TASK GOAL. In the passage on conversion below, by what is the change in every case to be judged?

PASSAGE SHOWN.
This mighty revolution must take place in all without exception who are living a sinful and irreligious life, whatever difference there may be in such persons as to their external character in the world, and their freedom from gross and scandalous crimes. The commencement of this change is frequently imperceptible,

and its progress commonly gradual; nor is it to be confounded with the wild and dangerous pretensions of mystics or enthusiasts. It is in every case to be judged of by the solid and real fruits of repentance, faith, and new obedience, which it produces. But it constitutes the real turning point in religion. Nothing can break up confirmed habits of sinful indulgence in a fallen creature like man, but a radical and powerful transformation of the heart. There may be some admission of truth in the judgment, there may be some convictions of an alarmed conscience, there may be some cursory thoughts on the theory of religion, there may be some feeble attempts at amendment, where there is no real conversion. But all this is nothing. "The going over the theory of virtue," says Bishop Butler, "in one's thoughts, talking well, and drawing fine pictures of it; this is so far from necessarily or certainly conducing to form an habit of it in him who thus employs himself, that it may harden the mind in a contrary course, and render it gradually more insensible to all moral considerations."

ENTRIES SUPPLIED.
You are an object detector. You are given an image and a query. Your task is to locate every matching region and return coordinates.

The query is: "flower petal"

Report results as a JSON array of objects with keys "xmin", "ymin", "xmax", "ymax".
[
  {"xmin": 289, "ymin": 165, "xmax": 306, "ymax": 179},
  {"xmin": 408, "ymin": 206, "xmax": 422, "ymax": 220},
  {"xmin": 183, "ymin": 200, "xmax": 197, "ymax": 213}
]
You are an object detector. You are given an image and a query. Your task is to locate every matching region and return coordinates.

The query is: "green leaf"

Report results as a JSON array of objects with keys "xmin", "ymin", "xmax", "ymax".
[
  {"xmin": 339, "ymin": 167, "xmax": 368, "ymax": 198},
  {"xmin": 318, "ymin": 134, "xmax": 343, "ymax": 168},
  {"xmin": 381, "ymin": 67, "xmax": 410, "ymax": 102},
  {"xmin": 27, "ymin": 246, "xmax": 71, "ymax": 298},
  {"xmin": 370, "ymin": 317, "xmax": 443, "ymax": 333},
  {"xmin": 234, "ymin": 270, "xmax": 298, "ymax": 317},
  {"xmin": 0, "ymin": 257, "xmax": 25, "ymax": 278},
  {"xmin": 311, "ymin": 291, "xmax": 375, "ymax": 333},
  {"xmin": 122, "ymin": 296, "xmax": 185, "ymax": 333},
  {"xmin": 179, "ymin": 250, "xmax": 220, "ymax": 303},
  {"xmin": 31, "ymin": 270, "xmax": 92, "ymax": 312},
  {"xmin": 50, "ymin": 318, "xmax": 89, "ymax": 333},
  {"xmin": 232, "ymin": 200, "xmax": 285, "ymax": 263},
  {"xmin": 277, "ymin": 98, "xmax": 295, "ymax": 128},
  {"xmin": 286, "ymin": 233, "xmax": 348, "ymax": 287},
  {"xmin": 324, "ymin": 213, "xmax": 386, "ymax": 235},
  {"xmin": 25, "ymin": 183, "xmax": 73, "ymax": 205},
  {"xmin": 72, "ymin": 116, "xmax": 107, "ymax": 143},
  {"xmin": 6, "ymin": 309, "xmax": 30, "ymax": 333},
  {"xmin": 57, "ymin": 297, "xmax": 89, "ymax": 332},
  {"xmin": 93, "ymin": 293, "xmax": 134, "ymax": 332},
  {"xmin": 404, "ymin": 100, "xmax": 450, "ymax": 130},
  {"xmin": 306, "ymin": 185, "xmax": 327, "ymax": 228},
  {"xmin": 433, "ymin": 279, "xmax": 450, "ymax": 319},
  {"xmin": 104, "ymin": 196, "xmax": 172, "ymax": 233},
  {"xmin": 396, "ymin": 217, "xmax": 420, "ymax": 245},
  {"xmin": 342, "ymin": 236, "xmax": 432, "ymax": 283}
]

THE REPLY. By the solid and real fruits of repentance, faith, and new obedience that it produces.